- _What to produce_: Write out the entire listing below exactly as it appears, minus any pictures.

• • • • • • •

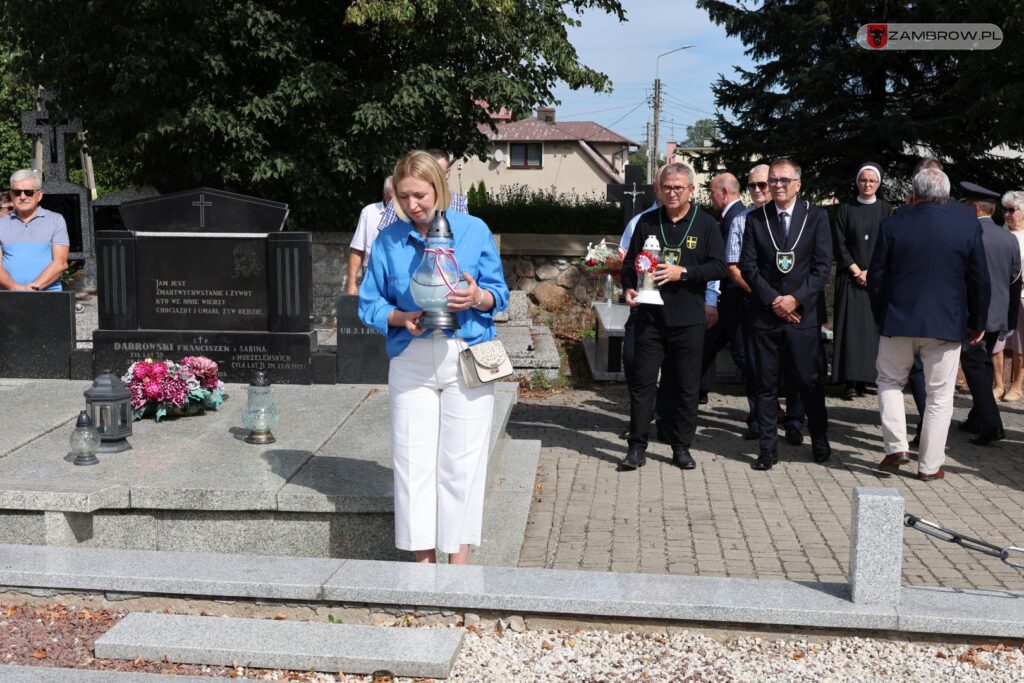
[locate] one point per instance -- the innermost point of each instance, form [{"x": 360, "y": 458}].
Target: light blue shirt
[
  {"x": 28, "y": 248},
  {"x": 397, "y": 253},
  {"x": 713, "y": 289}
]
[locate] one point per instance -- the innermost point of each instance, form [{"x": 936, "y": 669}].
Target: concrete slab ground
[{"x": 725, "y": 519}]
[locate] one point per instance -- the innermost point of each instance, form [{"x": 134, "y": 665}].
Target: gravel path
[{"x": 58, "y": 636}]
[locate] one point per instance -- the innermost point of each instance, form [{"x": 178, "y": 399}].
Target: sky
[{"x": 628, "y": 53}]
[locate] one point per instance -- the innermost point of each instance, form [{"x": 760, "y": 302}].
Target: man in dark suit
[
  {"x": 785, "y": 260},
  {"x": 726, "y": 330},
  {"x": 928, "y": 282},
  {"x": 1004, "y": 258}
]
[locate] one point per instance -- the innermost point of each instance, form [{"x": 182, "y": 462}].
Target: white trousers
[
  {"x": 894, "y": 361},
  {"x": 440, "y": 432}
]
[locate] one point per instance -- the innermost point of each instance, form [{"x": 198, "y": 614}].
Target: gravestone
[
  {"x": 203, "y": 284},
  {"x": 37, "y": 334},
  {"x": 634, "y": 195},
  {"x": 361, "y": 358},
  {"x": 59, "y": 195}
]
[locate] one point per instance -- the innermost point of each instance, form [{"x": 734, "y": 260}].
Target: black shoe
[
  {"x": 634, "y": 458},
  {"x": 682, "y": 459},
  {"x": 969, "y": 427},
  {"x": 984, "y": 438},
  {"x": 765, "y": 460},
  {"x": 820, "y": 451}
]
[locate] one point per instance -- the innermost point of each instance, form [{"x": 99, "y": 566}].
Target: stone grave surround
[{"x": 242, "y": 298}]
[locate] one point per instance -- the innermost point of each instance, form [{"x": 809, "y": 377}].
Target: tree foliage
[
  {"x": 816, "y": 95},
  {"x": 307, "y": 102}
]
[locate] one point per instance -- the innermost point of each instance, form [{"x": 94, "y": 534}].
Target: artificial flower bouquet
[
  {"x": 603, "y": 258},
  {"x": 162, "y": 388}
]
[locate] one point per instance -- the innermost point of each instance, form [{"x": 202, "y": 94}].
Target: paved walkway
[{"x": 725, "y": 519}]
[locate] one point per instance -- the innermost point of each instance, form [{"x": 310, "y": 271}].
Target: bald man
[{"x": 725, "y": 198}]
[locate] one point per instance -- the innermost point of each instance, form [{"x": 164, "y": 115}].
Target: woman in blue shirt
[{"x": 440, "y": 428}]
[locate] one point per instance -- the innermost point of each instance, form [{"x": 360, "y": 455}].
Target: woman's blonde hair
[{"x": 421, "y": 165}]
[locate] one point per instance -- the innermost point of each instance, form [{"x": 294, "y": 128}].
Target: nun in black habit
[{"x": 856, "y": 336}]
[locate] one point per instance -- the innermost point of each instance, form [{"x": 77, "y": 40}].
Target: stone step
[
  {"x": 17, "y": 674},
  {"x": 272, "y": 644}
]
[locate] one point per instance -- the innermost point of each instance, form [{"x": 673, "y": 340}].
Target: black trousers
[
  {"x": 654, "y": 341},
  {"x": 797, "y": 352},
  {"x": 976, "y": 359}
]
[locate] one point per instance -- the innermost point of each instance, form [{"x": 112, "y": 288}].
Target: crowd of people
[{"x": 921, "y": 291}]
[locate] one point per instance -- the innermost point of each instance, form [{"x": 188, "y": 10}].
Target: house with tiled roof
[{"x": 576, "y": 157}]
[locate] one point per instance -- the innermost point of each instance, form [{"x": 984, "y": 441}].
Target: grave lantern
[
  {"x": 109, "y": 404},
  {"x": 436, "y": 276},
  {"x": 261, "y": 414},
  {"x": 84, "y": 440}
]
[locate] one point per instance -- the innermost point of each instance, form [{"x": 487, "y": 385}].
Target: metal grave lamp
[
  {"x": 84, "y": 440},
  {"x": 261, "y": 414},
  {"x": 109, "y": 403},
  {"x": 436, "y": 276},
  {"x": 646, "y": 263}
]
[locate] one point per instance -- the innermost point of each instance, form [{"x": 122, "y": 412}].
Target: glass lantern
[
  {"x": 436, "y": 276},
  {"x": 261, "y": 414},
  {"x": 108, "y": 402},
  {"x": 646, "y": 263},
  {"x": 84, "y": 440}
]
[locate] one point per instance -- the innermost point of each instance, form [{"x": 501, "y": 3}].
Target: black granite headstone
[
  {"x": 37, "y": 334},
  {"x": 204, "y": 210},
  {"x": 361, "y": 358}
]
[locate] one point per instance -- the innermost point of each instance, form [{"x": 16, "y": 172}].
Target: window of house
[{"x": 525, "y": 155}]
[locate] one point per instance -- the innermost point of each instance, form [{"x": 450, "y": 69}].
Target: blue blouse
[{"x": 394, "y": 258}]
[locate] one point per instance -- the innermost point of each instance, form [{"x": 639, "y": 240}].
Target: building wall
[{"x": 563, "y": 166}]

• • • • • • •

- _The reply_:
[locate] one point per instance -- the innermost point of each instance, form [{"x": 360, "y": 458}].
Target: light blue shirt
[
  {"x": 28, "y": 248},
  {"x": 397, "y": 253},
  {"x": 713, "y": 289}
]
[locate] one point per instance -- the innermost point of each instance, form [{"x": 936, "y": 669}].
Target: concrete slab ground
[{"x": 725, "y": 519}]
[locate] one point per instance -- the innermost point of each instance, form [{"x": 134, "y": 665}].
Target: gravel path
[{"x": 58, "y": 636}]
[locate] one point per instance -- the innermost point of each instance, form [{"x": 178, "y": 399}].
Target: sky
[{"x": 628, "y": 53}]
[locate] one point per instance -- the innermost point of each instance, form [{"x": 760, "y": 302}].
Target: man in dark suit
[
  {"x": 785, "y": 260},
  {"x": 726, "y": 330},
  {"x": 928, "y": 282},
  {"x": 1004, "y": 258}
]
[locate] one point per instance -- the innermost point of each instance, form [{"x": 182, "y": 462}].
Target: white trousers
[
  {"x": 894, "y": 361},
  {"x": 440, "y": 432}
]
[locate] one point per instance -- the innermost point of each instance, form [{"x": 198, "y": 614}].
Target: gravestone
[
  {"x": 203, "y": 284},
  {"x": 37, "y": 334},
  {"x": 634, "y": 195},
  {"x": 361, "y": 358},
  {"x": 59, "y": 195}
]
[locate] one point per instance -- the innermost point of each instance, form [{"x": 734, "y": 260}].
Target: black shoe
[
  {"x": 634, "y": 458},
  {"x": 682, "y": 459},
  {"x": 969, "y": 427},
  {"x": 984, "y": 438},
  {"x": 765, "y": 460},
  {"x": 820, "y": 451}
]
[locate] one point per instance -- the innermost point of each instance, form [{"x": 99, "y": 566}].
Target: stone grave surround
[{"x": 242, "y": 298}]
[locate] one point per instance -- the innermost point of each instance, form [{"x": 809, "y": 377}].
Target: tree foliage
[
  {"x": 816, "y": 95},
  {"x": 307, "y": 102}
]
[locate] one point per instance -- the innermost point of each instance, form [{"x": 94, "y": 534}].
Target: artificial flower bouquet
[
  {"x": 603, "y": 258},
  {"x": 162, "y": 388}
]
[locate] one point per instance -- the innermost point of each instance, form [{"x": 202, "y": 94}].
Target: paved walkway
[{"x": 725, "y": 519}]
[locate] one point per instance -- the innermost point of each instance, form [{"x": 310, "y": 271}].
Target: bald man
[{"x": 725, "y": 198}]
[locate] one point per instance -- the innermost point of each instance, form [{"x": 164, "y": 115}].
Target: woman in blue shirt
[{"x": 440, "y": 428}]
[locate] one point per instance -- the innermost point of each instance, form [{"x": 360, "y": 455}].
Target: woman's blonde hair
[{"x": 421, "y": 165}]
[locate] one point per instance -- the innermost point of each instance, form [{"x": 294, "y": 128}].
Target: nun in black habit
[{"x": 856, "y": 336}]
[locate] one point per instance -- the innermost point of each instance, form [{"x": 77, "y": 40}].
Target: stone step
[
  {"x": 17, "y": 674},
  {"x": 272, "y": 644}
]
[locate] one point per instance -- the innermost point of each instance, form [{"x": 673, "y": 340}].
Target: black trousers
[
  {"x": 654, "y": 341},
  {"x": 797, "y": 352},
  {"x": 976, "y": 359}
]
[locate] one point per instance -- the innermost point of each instance, form [{"x": 112, "y": 288}].
Target: crowd of people
[{"x": 921, "y": 291}]
[locate] one point per instance -- the innermost point of each instance, form [{"x": 188, "y": 10}].
Target: house with tiled roof
[{"x": 576, "y": 157}]
[locate] one point per instance -- the innermost point of each instance, form [{"x": 984, "y": 441}].
Target: grave lantern
[
  {"x": 109, "y": 404},
  {"x": 436, "y": 276},
  {"x": 261, "y": 414},
  {"x": 84, "y": 440}
]
[locate] one point per instance -- the innermost point of each instance, form [{"x": 487, "y": 385}].
Target: metal grave lamp
[
  {"x": 84, "y": 440},
  {"x": 261, "y": 414},
  {"x": 109, "y": 403},
  {"x": 436, "y": 276},
  {"x": 646, "y": 263}
]
[locate] one point per instance -- the innermost point of each instance, form [{"x": 122, "y": 412}].
Target: glass lantern
[
  {"x": 436, "y": 276},
  {"x": 261, "y": 414},
  {"x": 108, "y": 402},
  {"x": 646, "y": 263},
  {"x": 84, "y": 440}
]
[locate] one point per instance -- the innermost point of each instance, form [{"x": 501, "y": 3}].
Target: black granite headstone
[
  {"x": 37, "y": 334},
  {"x": 204, "y": 210},
  {"x": 361, "y": 358}
]
[locate] one point per instance -- the innermost point of each instance, form [{"x": 16, "y": 172}].
Target: window of house
[{"x": 525, "y": 155}]
[locate] one point per instance -- the innermost point of each instance, form [{"x": 450, "y": 69}].
Target: blue blouse
[{"x": 394, "y": 258}]
[locate] one point per instance -- the innermost point of each instance, form [{"x": 639, "y": 240}].
Target: building wall
[{"x": 563, "y": 166}]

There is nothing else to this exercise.